— START OF RECORDS PROVIDED —

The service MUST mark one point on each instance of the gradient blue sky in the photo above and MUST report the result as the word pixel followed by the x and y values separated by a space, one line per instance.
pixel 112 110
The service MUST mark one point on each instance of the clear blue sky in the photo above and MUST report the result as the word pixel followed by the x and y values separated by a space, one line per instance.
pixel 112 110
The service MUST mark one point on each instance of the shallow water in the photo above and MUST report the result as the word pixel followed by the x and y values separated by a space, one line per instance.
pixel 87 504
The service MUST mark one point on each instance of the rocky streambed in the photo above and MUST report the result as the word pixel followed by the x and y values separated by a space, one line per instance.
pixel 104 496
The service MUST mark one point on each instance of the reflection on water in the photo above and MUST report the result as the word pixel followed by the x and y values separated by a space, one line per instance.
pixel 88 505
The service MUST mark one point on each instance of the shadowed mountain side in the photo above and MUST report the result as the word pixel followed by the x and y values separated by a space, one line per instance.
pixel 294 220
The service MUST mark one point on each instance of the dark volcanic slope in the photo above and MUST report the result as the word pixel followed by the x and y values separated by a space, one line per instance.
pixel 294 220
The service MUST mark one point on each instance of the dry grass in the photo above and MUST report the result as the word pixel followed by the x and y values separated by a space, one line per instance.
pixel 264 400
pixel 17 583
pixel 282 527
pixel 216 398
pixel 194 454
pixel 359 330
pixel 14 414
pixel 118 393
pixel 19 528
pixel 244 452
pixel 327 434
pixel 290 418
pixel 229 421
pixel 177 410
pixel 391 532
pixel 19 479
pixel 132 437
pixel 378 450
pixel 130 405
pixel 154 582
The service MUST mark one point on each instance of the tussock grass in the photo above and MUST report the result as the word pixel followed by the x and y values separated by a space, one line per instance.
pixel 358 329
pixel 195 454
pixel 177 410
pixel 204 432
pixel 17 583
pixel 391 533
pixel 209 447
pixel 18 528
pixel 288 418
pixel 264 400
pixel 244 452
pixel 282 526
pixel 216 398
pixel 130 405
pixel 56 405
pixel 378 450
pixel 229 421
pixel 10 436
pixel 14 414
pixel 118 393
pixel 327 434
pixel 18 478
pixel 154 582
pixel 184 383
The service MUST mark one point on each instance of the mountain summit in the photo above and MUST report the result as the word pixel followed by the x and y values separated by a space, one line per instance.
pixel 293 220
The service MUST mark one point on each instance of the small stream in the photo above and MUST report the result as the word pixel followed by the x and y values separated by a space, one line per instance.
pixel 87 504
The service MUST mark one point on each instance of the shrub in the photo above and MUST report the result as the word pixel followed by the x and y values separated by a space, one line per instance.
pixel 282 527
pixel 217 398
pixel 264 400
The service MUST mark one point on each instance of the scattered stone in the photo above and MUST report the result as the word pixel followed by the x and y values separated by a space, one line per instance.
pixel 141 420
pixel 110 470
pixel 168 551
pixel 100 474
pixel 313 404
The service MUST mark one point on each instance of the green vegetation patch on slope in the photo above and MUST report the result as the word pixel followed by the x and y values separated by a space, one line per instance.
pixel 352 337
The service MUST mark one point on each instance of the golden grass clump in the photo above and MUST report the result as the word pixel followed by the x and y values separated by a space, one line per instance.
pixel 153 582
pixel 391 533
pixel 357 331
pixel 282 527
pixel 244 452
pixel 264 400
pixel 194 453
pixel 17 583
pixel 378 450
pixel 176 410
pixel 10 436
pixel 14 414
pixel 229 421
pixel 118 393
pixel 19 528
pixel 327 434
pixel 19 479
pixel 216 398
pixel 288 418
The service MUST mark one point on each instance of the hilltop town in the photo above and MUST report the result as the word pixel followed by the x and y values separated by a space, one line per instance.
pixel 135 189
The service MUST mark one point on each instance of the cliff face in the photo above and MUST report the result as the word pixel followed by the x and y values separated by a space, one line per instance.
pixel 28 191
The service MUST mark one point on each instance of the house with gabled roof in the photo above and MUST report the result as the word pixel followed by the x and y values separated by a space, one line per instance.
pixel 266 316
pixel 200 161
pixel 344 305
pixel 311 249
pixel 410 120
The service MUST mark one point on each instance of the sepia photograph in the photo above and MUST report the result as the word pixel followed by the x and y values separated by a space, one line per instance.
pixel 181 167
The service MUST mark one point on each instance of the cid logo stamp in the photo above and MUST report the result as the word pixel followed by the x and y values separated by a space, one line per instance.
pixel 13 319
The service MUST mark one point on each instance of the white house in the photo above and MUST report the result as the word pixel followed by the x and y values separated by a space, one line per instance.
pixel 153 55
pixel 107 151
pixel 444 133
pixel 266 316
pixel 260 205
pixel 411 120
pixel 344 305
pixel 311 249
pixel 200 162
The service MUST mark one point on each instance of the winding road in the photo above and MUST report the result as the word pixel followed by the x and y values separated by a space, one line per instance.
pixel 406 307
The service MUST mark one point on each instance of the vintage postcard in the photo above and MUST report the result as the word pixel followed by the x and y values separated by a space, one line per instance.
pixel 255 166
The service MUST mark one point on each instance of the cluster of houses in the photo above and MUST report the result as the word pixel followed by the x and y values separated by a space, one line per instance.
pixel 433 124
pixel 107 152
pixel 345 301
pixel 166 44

— END OF RECORDS PROVIDED —

DESCRIPTION OF THE TASK: Switch "service" to "labeler" throughout the records above. Write all the records out again, with nothing else changed.

EXPECTED ANSWER:
The labeler MUST mark one point on each instance of the gradient blue sky in the photo above and MUST report the result as the word pixel followed by the x and y values separated by a space, one line per instance.
pixel 112 110
The labeler MUST mark one point on each instance of the clear blue sky in the photo above and MUST report the result as the word pixel followed by the x and y values separated by a space, one line per instance.
pixel 112 110
The labeler MUST mark one point on each instance of the shallow water in the photo above and MUST report the result as the word pixel followed by the x and y values separated by a space, one line per instance.
pixel 87 504
The labeler MUST mark one point on each instance of the rocky streambed in the photo above and MUST report the result as the word pixel followed by the x and y values separated by a space, one line per instance.
pixel 104 496
The labeler MUST mark one point on each instance of the reflection on water in the photo above and MUST report the result as the word pixel followed by the x and y values separated by a space, one line per instance.
pixel 88 505
The labeler MUST mark one point on each instance of the shadowed mountain side in the photo above and MUST report the result as the word pixel followed by the x and y values separated by a space, one line per instance.
pixel 294 220
The labeler MUST mark one point on each instance of the dark volcanic slope in the photo above and MUST report the result as the word pixel followed by the x and y values separated by a space, one line per instance.
pixel 294 220
The labeler MUST mark one point on each instance of the dry grass in the photo above and MUST report the result as the word pixel followed by the x and y values separated by a space, one line per instance.
pixel 264 400
pixel 17 583
pixel 282 527
pixel 216 398
pixel 194 454
pixel 359 330
pixel 14 414
pixel 118 393
pixel 19 528
pixel 244 452
pixel 327 434
pixel 290 418
pixel 229 421
pixel 177 410
pixel 391 532
pixel 19 479
pixel 132 437
pixel 378 450
pixel 130 405
pixel 154 582
The labeler MUST mark one point on each instance of the tussock grass in the photo above and MUST report the result as the word pixel followed by the x and y values separated by a space, one line per instance.
pixel 358 329
pixel 195 454
pixel 177 410
pixel 204 432
pixel 17 583
pixel 391 533
pixel 209 447
pixel 18 528
pixel 288 418
pixel 264 400
pixel 244 452
pixel 282 526
pixel 216 398
pixel 130 405
pixel 56 405
pixel 378 450
pixel 229 421
pixel 10 436
pixel 14 414
pixel 118 393
pixel 327 434
pixel 18 478
pixel 154 582
pixel 184 383
The labeler MUST mark one point on each instance of the mountain summit in the photo above and MUST report the result as the word pixel followed by the x and y values separated by a space, one line per instance.
pixel 293 220
The labeler MUST mark one point on each instance of the small stream in the photo above and MUST report the result as the word pixel followed by the x and y values separated by a space, one line per instance.
pixel 87 504
The labeler MUST mark one point on each instance of the shrub in the photo above and MUST report the result as the word pixel followed by the x and y values separated by a space, one line per instance.
pixel 282 527
pixel 217 398
pixel 264 400
The labeler MUST mark one point on each instance of the scattered stone in the photo above and MUST report the result as the word pixel followed by the x and y values separated by a space, one line per instance.
pixel 141 420
pixel 110 470
pixel 168 551
pixel 100 474
pixel 313 404
The labeler MUST mark one point on each instance of the green vegetation patch on slope in the photo above and MUST report the result as the word pixel followed by the x and y values separated by a space, one line per instance.
pixel 352 337
The labeler MUST mark one point on each instance of the golden grass clump in the photo above and MUST report the result as the word pixel followed by the x and y values separated by a space, one line per instance.
pixel 153 582
pixel 391 533
pixel 357 331
pixel 282 527
pixel 244 452
pixel 264 400
pixel 194 453
pixel 17 583
pixel 378 450
pixel 176 410
pixel 10 436
pixel 14 414
pixel 229 421
pixel 118 393
pixel 19 528
pixel 327 434
pixel 19 479
pixel 216 398
pixel 288 418
The labeler MUST mark one point on each instance of the hilltop town in the photo above and MUST report the result as the word pixel followed by the x and y values separated by a space, one line per instance.
pixel 135 189
The labeler MUST mark one point on each instance of the cliff face in the photo above and MUST report the result as the word pixel followed by the x and y values separated by a space, one line per instance.
pixel 28 191
The labeler MUST mark one point on each instance of the house with gabled roof in the photo above and MUST report the result as the word pixel followed by the x and y values separated by a space, one line per instance.
pixel 266 316
pixel 200 161
pixel 344 305
pixel 311 249
pixel 410 120
The labeler MUST mark one point on each instance of the sepia photograph in the photo above and MUST report the result as the word pixel followed by the x and y values separated by a space, one line per instance.
pixel 181 167
The labeler MUST mark one point on each instance of the cid logo stamp in the photo above and MUST report the result as the word pixel followed by the x and y values separated by a space, one line per instance.
pixel 13 319
The labeler MUST mark one point on each instance of the white house in the photo above and MUST report the result as the word pixel followed by the x and y values separated by a space, one line per instance.
pixel 153 55
pixel 107 151
pixel 444 133
pixel 266 316
pixel 260 205
pixel 411 120
pixel 344 305
pixel 311 249
pixel 200 162
The labeler MUST mark one point on each instance of the winding road in the photo above and MUST report the result as the word pixel followed by the x and y values separated by a space, one line per instance.
pixel 406 307
The labeler MUST mark one point on each instance of the vintage postcard in the photo above and MUST report the result as the word pixel followed by the x and y values separated by a space, one line per instance.
pixel 255 166
The labeler MUST mark one point on each instance of the cluster of houses in the photo above and MUST report the result as the word pixel followed by the x and y values separated by a space, one line per instance.
pixel 433 124
pixel 107 152
pixel 345 301
pixel 166 44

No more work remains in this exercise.